Exercício 1 —
Segundo o texto sobre educação domiciliar, por que Regiane Cichelero continuou ensinando o filho em casa mesmo depois da reabertura das escolas em março de 2021? Explique em uma a três frases.
Exercício 2 —
Por favor, prossiga com o texto sobre a educação domiciliar a partir do ponto em que ele termina.

Texto base —
- - -

Justiça de Santa Catarina nega a uma mãe o direito de educar o próprio filho, impondo multa e obrigando matrícula em escola estatal. Até quando aceitaremos que o estado dite como criamos nossas crianças?
O Tribunal de Justiça de Santa Catarina decidiu no dia 2 de setembro negar o pedido da advogada Regiane Cichelero para educar seu filho em casa. O tribunal manteve a determinação de que o menino fosse matriculado em uma escola regular e ainda aplicou punições severas: pagamento de cem mil reais em multa e o equivalente a três salários-mínimos adicionais. Tudo isto pelo "crime" hediondo de criar o seu próprio filho do modo que a mãe entende ser o melhor para ele.
O caso começou em 2020, quando, diante do fechamento das escolas por conta da pandemia de covid-19, Regiane passou a ensinar o filho em casa. Mesmo após a reabertura das escolas em março de 2021, ela preferiu continuar com a educação domiciliar, alegando que poderia oferecer um ensino de melhor qualidade e também alinhado às convicções religiosas da família. A escola onde o filho estava matriculado notificou o Conselho Tutelar, que então acionou o Ministério Público. Desde então, a advogada foi pressionada pela Justiça, chegou a ser ameaçada de perder a guarda da criança e foi obrigada a enfrentar uma série de processos até a decisão mais recente do TJSC.
O caso de Regiane não é isolado. Nos últimos anos, diversos pais brasileiros enfrentaram processos semelhantes simplesmente por escolher educar seus filhos fora do modelo estatal. Em 2018, o próprio STF já havia decidido que o homeschooling não poderia ser praticado sem lei específica, ignorando completamente os tratados internacionais dos quais o Brasil é signatário. Esse precedente reforça o ambiente de insegurança jurídica em que as famílias são obrigadas a viver, sempre sob a ameaça de sanções ou da perda da guarda dos filhos.

- - -

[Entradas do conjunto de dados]

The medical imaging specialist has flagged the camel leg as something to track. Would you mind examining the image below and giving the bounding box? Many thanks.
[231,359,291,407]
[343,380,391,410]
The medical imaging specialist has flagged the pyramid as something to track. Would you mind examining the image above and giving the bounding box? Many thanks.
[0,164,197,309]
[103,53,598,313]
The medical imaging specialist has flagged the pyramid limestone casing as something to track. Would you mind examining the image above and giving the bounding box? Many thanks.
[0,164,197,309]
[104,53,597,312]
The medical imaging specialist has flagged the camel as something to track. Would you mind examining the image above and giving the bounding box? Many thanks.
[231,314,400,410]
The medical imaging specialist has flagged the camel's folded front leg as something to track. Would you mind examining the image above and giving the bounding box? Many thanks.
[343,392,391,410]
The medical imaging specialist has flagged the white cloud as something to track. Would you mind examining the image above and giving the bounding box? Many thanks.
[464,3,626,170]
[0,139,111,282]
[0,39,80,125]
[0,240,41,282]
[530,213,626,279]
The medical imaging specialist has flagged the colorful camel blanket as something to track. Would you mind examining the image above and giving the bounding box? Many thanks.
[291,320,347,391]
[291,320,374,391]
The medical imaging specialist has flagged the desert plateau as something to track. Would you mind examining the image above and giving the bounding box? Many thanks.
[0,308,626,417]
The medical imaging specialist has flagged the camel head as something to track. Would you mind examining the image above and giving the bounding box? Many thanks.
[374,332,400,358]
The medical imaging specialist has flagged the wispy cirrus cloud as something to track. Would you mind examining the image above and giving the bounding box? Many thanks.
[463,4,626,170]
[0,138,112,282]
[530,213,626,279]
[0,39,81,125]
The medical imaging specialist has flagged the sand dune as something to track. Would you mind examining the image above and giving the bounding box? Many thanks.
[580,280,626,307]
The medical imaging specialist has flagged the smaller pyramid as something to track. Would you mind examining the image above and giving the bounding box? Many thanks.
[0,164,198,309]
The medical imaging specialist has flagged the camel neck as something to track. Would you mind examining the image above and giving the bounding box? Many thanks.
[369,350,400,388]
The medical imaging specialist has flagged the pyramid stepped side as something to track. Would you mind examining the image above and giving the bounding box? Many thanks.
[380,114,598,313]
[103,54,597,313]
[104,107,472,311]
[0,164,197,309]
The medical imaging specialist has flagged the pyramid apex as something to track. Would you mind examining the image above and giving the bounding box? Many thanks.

- - -

Resposta 1 —
Ela alegou que poderia oferecer ao filho um ensino de melhor qualidade. Disse também que esse ensino estaria alinhado às convicções religiosas da família.

Resposta 2 —
Regiane anunciou que vai recorrer ao Supremo Tribunal Federal e, se necessário, à Corte Internacional de Direitos Humanos. Ela argumenta que os desembargadores julgaram sem base legal, apenas com opiniões pessoais, ignorando tratados internacionais de direitos humanos que reconhecem o direito dos pais de escolher a forma de educação dos filhos. A Aliança em Defesa da Liberdade Internacional assumiu sua defesa, afirmando que a decisão representa um retrocesso para os direitos parentais no Brasil. A própria Declaração Universal dos Direitos Humanos afirma que os pais têm prioridade na escolha da instrução que será dada a seus filhos, mas, ainda assim, a Justiça brasileira insiste em ignorar esse princípio.
Esse caso chamou atenção não só pelo impacto na vida da família envolvida, mas também porque evidencia um conflito cada vez mais forte no Brasil: o direito dos pais versus o monopólio estatal da educação. E para entender melhor a gravidade do que está em jogo, precisamos olhar para os números e para a realidade da escola brasileira.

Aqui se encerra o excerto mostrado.